* **What the task requires**:
Copy exactly the run of lines that begins at the line with "Please place a point on the lake" and ends at the final line of the entries.

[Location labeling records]

•••

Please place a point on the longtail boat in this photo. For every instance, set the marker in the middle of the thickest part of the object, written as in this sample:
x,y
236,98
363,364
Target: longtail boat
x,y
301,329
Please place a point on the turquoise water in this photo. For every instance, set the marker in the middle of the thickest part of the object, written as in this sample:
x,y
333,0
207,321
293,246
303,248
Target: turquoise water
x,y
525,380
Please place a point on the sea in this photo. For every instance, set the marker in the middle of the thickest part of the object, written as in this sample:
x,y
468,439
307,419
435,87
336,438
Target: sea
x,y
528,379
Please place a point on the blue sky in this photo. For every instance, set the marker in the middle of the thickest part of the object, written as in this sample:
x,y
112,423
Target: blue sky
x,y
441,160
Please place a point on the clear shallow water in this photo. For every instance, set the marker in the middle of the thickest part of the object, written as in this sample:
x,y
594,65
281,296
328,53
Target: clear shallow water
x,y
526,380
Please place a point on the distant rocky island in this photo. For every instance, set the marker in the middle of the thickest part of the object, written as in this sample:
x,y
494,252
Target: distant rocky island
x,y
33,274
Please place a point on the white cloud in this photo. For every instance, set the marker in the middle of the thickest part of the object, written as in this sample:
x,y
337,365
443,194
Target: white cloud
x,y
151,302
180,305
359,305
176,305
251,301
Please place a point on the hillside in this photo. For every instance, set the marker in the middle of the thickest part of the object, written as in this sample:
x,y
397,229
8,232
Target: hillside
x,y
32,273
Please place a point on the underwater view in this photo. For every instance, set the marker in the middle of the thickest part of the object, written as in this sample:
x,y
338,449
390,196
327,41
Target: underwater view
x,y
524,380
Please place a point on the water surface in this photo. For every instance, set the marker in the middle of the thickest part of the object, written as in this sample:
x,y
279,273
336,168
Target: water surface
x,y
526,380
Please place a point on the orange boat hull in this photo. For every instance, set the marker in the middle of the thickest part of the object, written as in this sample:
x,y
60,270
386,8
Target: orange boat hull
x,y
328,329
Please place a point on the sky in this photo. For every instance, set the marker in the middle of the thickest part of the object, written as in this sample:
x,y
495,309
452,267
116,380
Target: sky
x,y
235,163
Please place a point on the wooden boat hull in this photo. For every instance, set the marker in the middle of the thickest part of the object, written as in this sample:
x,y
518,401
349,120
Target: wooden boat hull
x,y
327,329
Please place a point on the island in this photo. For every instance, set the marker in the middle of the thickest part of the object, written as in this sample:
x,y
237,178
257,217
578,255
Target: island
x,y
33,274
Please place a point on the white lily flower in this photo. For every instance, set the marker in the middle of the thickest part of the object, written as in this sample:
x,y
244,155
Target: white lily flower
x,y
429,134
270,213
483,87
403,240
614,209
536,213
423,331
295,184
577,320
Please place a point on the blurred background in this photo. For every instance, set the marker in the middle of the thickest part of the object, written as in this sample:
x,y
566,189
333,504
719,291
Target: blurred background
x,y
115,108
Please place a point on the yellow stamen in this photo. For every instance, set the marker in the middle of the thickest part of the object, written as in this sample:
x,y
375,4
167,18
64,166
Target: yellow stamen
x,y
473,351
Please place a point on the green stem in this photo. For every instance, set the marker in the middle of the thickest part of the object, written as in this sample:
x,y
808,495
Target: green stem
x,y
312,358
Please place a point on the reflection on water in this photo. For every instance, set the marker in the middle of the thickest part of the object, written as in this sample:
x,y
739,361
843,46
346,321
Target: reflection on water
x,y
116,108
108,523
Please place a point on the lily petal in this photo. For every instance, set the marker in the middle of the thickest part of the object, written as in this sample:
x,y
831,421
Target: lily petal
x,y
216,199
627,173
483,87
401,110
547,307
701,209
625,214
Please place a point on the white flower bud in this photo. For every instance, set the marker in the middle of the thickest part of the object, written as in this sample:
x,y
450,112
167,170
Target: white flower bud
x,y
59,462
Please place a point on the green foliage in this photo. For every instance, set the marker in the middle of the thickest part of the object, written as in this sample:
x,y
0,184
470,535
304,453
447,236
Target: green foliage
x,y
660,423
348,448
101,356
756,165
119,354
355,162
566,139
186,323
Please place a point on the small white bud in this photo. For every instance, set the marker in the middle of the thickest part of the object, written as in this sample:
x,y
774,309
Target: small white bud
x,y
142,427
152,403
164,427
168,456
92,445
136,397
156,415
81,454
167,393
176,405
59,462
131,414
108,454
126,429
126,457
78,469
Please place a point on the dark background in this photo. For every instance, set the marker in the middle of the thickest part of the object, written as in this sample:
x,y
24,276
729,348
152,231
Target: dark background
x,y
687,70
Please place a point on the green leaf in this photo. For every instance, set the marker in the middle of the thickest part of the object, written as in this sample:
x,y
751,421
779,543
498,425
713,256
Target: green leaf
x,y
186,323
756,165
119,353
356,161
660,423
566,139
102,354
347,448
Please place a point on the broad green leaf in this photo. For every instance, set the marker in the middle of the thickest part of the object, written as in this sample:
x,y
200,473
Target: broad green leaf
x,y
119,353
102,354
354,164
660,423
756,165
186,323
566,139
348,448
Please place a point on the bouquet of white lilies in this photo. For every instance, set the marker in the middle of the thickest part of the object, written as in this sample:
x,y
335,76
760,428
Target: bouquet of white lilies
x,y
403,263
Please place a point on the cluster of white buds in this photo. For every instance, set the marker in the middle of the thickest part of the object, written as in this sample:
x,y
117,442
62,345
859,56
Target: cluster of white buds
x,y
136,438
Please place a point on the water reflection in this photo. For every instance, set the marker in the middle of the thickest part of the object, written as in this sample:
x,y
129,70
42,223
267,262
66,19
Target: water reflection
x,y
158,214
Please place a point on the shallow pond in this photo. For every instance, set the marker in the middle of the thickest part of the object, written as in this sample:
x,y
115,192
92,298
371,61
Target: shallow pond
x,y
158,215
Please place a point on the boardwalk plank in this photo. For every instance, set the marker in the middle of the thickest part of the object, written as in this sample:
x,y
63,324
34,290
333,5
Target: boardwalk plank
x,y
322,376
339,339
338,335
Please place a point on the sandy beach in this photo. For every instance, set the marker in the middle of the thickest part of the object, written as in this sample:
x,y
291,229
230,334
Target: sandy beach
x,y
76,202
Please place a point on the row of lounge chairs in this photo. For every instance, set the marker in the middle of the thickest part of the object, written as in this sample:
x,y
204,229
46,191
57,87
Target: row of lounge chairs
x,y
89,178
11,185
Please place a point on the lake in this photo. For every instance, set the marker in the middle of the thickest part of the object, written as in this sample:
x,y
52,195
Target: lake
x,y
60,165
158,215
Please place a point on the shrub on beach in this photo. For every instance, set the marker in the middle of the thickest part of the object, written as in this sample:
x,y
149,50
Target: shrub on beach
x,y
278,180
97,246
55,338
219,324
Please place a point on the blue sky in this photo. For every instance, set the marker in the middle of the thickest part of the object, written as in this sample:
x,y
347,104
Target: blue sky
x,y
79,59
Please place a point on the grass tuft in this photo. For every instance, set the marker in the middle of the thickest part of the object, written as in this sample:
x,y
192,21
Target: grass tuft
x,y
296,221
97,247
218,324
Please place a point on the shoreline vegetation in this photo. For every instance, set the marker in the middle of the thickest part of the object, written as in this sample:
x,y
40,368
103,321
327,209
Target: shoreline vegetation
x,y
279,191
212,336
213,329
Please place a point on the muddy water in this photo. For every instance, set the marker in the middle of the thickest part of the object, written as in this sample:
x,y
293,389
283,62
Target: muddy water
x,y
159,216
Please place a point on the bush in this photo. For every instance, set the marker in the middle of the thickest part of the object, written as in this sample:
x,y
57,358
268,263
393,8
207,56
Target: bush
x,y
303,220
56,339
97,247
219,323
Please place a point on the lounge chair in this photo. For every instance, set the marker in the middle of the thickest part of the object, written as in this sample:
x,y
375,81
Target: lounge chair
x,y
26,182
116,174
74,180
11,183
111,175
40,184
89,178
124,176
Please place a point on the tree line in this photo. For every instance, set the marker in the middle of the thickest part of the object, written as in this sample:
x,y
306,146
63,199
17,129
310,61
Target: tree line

•••

* **Exercise response**:
Please place a point on the lake in this photo. For every instance, set the marker in the middle of the thickest part of the object, written as in this sample:
x,y
52,195
Target: lake
x,y
60,165
158,215
Please place a point on the shrub on beach in this photo. For every instance, set the marker in the middle of the thickest part of the object, written as in this sample:
x,y
149,50
Target: shrub on beach
x,y
278,180
97,246
55,338
219,324
Please place a point on the blue sky in this photo. For every instance, set the marker in the middle of the thickest part of the object, written as in this sample:
x,y
347,104
Target: blue sky
x,y
79,59
Please place a point on the grass tuft in this photo. For every instance, set the marker in the middle of the thickest part of the object, written as in this sample:
x,y
192,21
Target: grass tuft
x,y
296,221
97,247
218,324
Please place a point on the shoreline vegetation in this photo. For every instance, set the marker in the middle of the thickest part of the object, written as in this sample:
x,y
40,368
103,321
327,209
Target: shoreline vegetation
x,y
279,191
212,336
213,329
Please place a point on the muddy water in this photo. For every instance, set the marker in the middle of the thickest part of the object, written as in this sample:
x,y
293,389
283,62
Target: muddy water
x,y
159,216
Please place a point on the bush in this photo. For every instance, set the marker in the middle of the thickest part of the object, written as in this sample:
x,y
57,358
268,263
393,8
207,56
Target: bush
x,y
303,220
56,339
97,247
219,323
Please place a point on the lounge chair in this photo. For every instance, set the marker in the middle of the thickest part of the object, written as in this sample:
x,y
375,81
Target: lounge chair
x,y
26,182
116,174
74,180
11,183
111,175
40,184
89,178
124,176
Please place a point on the tree line in this photo. For every instance, set the marker in the middle of the thickest part of the object, written as in this sample:
x,y
306,146
63,199
17,129
310,61
Target: tree line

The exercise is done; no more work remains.